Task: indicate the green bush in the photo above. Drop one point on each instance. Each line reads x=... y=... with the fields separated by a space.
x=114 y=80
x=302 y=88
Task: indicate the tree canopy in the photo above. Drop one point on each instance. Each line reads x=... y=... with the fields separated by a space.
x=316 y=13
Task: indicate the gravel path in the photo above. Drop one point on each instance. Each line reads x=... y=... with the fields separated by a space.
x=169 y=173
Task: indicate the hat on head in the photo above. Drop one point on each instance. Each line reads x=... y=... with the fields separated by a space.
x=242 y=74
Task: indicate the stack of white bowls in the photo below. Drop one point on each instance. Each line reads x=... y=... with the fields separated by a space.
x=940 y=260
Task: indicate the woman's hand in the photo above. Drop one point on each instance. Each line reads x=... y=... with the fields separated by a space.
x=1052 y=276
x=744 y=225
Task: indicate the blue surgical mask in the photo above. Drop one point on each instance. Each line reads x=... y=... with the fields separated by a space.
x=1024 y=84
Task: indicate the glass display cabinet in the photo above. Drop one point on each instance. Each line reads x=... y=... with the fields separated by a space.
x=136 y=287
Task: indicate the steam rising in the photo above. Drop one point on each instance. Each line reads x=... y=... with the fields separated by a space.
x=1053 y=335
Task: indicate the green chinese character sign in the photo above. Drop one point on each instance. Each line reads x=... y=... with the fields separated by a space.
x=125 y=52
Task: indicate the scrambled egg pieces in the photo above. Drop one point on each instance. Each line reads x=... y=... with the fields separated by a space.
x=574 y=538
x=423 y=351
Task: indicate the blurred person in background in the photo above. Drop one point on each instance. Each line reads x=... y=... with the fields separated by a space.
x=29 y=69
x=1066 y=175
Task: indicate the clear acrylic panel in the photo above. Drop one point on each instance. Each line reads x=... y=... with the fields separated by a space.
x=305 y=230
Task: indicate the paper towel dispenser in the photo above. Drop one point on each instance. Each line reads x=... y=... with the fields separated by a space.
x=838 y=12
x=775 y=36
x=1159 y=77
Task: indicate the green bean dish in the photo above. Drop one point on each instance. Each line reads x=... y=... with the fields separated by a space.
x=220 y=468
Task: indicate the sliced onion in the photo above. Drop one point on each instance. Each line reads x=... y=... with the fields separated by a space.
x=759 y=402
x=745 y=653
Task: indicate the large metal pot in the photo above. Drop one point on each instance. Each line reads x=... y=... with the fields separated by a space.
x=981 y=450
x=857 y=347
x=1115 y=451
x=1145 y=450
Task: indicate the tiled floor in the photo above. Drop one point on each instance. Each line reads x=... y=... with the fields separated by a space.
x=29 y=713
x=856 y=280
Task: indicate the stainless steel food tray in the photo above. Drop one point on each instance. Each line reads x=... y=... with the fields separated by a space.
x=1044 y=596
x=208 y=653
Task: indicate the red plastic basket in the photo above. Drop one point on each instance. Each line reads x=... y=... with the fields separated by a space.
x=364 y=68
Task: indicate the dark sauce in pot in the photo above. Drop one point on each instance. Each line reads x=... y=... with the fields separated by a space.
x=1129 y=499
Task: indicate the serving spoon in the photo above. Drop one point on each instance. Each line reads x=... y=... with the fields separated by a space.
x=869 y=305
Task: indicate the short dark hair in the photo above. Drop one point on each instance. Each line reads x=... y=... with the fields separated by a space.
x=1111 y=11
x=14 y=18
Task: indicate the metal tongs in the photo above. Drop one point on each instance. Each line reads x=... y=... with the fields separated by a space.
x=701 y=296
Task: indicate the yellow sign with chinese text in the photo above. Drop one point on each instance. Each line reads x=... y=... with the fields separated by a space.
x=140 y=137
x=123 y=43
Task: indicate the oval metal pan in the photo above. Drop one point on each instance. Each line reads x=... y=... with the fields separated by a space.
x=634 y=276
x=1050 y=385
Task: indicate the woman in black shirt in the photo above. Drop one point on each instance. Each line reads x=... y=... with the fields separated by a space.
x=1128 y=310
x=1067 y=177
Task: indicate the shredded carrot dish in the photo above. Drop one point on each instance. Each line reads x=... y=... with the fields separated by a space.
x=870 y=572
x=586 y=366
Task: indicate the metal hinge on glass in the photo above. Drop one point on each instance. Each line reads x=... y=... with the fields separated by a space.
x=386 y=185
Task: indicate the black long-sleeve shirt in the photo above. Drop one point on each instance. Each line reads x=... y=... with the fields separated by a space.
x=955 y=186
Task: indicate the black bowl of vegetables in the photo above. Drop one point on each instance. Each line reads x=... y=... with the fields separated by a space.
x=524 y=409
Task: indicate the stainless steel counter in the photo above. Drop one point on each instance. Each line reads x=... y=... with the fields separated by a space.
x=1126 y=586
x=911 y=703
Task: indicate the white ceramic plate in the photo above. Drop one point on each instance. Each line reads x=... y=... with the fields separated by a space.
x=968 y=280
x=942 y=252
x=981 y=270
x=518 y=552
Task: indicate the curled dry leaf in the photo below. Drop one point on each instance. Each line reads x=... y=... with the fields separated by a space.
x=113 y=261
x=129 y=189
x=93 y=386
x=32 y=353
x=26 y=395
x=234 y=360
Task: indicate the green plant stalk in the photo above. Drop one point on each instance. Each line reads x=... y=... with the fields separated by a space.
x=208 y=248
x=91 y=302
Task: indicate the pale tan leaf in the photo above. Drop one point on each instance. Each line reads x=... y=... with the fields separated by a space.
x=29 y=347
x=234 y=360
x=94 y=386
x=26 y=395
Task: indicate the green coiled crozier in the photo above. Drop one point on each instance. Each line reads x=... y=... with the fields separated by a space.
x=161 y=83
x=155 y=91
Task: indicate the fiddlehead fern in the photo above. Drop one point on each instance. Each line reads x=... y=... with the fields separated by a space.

┄┄┄┄┄┄

- **EXERCISE INSTRUCTIONS**:
Quote the rows above word for word, starting at the very first one and ending at the line that contains "x=169 y=173", both ends included.

- **ANSWER**:
Task: indicate the green bush in the photo above. Drop one point on each instance. Each line reads x=... y=... with the fields separated by a space.
x=114 y=80
x=302 y=88
Task: indicate the tree canopy in the photo above. Drop one point on each instance. Each line reads x=... y=... with the fields separated by a space.
x=316 y=13
Task: indicate the gravel path in the photo above. Drop one point on each instance. Each line reads x=... y=... with the fields separated by a space.
x=169 y=173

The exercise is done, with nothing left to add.